### Your task
Locate every line in the records that contains the string "board" and copy each one. Case counts.
'''
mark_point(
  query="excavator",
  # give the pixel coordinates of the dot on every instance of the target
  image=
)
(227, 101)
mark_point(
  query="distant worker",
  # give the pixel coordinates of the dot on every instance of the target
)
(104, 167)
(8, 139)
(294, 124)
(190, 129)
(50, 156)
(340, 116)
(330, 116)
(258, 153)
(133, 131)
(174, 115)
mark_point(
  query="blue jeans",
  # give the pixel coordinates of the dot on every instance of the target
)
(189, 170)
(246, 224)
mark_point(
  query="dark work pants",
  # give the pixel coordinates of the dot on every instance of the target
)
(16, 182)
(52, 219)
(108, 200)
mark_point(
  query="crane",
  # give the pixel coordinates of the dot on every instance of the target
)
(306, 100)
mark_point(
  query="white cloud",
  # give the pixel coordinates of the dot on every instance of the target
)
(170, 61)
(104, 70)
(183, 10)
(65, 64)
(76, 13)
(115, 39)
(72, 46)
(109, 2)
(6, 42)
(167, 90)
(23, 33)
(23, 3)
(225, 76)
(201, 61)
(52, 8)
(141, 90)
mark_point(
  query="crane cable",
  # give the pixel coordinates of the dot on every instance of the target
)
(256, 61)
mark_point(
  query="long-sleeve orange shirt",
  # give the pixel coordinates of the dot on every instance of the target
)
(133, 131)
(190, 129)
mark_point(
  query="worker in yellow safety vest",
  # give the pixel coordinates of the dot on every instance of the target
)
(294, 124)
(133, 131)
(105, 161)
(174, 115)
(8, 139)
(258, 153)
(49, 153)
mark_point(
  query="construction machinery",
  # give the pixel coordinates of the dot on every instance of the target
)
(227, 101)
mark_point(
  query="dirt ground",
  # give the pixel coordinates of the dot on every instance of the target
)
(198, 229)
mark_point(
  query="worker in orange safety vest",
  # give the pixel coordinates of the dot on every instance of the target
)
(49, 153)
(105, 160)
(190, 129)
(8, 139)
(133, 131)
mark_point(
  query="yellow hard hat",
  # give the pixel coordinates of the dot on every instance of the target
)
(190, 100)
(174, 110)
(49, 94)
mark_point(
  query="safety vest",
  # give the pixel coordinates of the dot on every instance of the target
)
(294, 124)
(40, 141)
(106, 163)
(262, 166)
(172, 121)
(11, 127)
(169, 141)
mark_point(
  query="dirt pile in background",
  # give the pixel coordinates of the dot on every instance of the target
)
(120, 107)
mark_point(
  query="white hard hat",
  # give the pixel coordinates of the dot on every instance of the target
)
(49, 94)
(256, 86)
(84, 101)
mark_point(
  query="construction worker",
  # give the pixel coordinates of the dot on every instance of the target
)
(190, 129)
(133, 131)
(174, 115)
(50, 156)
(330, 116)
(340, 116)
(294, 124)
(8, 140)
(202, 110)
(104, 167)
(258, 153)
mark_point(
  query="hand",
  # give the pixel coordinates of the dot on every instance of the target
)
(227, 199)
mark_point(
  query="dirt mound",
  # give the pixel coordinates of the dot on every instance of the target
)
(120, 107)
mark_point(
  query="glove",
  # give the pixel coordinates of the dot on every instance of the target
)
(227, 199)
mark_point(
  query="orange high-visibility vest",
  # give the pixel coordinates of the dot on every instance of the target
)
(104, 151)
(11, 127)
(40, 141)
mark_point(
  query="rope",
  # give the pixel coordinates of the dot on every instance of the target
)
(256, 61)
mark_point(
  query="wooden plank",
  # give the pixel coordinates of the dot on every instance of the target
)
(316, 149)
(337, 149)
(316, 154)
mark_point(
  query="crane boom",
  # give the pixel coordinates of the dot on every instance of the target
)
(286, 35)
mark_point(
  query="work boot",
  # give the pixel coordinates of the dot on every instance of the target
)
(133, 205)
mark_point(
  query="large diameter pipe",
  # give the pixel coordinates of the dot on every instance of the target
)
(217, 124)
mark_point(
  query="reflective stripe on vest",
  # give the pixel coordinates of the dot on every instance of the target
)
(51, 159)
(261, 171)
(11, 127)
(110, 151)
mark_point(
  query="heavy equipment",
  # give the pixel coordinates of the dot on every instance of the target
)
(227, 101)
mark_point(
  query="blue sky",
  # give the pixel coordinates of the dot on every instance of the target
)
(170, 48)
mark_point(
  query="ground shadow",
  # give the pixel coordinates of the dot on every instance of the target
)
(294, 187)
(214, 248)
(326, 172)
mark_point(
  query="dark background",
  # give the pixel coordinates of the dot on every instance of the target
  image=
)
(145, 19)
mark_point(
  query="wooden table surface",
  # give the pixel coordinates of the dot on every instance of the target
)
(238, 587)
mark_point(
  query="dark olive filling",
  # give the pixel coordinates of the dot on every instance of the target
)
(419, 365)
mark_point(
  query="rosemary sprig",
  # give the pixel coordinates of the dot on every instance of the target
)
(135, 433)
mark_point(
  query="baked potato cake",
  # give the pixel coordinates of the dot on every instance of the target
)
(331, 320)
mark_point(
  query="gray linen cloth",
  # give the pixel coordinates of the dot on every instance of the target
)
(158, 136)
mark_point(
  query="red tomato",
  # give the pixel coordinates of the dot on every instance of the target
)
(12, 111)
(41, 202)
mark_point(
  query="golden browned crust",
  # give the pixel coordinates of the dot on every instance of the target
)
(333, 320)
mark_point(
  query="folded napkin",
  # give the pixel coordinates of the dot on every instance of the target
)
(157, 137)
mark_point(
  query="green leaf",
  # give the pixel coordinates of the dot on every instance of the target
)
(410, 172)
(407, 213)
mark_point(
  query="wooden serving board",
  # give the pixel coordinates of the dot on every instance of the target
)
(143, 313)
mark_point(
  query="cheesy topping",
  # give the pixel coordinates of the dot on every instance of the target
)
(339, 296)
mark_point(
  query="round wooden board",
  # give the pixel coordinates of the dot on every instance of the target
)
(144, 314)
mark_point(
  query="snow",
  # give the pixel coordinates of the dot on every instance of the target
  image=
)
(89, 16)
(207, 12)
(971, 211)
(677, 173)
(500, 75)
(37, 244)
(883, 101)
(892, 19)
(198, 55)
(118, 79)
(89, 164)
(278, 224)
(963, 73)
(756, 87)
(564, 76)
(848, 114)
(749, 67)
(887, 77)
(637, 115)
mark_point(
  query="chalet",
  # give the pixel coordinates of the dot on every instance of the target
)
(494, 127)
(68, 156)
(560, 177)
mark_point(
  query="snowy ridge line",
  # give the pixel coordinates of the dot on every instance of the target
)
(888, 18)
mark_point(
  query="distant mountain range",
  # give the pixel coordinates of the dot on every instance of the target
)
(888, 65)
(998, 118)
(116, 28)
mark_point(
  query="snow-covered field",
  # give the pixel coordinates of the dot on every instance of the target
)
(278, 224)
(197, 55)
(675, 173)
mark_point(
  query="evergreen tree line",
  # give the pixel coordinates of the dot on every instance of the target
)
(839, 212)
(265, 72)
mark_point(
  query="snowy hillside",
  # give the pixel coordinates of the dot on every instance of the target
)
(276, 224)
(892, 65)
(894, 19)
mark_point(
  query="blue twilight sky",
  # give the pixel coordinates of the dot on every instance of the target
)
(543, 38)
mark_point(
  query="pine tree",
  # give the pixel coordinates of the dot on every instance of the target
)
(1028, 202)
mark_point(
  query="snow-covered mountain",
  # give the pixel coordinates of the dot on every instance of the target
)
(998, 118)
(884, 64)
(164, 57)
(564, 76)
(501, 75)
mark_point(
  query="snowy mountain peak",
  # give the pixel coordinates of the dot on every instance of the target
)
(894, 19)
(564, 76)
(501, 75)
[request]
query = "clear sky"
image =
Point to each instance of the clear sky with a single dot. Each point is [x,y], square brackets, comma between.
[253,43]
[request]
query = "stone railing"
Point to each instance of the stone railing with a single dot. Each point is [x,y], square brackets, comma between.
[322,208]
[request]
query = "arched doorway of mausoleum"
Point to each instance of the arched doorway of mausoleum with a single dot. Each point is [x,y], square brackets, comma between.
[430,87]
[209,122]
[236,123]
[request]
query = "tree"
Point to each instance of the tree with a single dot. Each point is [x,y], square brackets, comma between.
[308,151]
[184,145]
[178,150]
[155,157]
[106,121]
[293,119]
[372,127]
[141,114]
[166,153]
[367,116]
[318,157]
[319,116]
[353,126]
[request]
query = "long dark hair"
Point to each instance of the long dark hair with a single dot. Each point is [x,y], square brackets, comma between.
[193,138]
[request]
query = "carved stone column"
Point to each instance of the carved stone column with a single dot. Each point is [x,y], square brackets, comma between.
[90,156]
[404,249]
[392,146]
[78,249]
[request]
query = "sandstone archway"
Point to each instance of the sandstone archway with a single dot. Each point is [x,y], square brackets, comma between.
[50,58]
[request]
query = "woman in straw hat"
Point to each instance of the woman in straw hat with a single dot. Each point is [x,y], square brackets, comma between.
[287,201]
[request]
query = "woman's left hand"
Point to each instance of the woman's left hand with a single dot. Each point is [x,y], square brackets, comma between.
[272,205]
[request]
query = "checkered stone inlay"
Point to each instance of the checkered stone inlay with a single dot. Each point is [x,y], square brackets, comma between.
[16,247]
'''
### In response
  query="wooden serving board",
  query="round wooden board",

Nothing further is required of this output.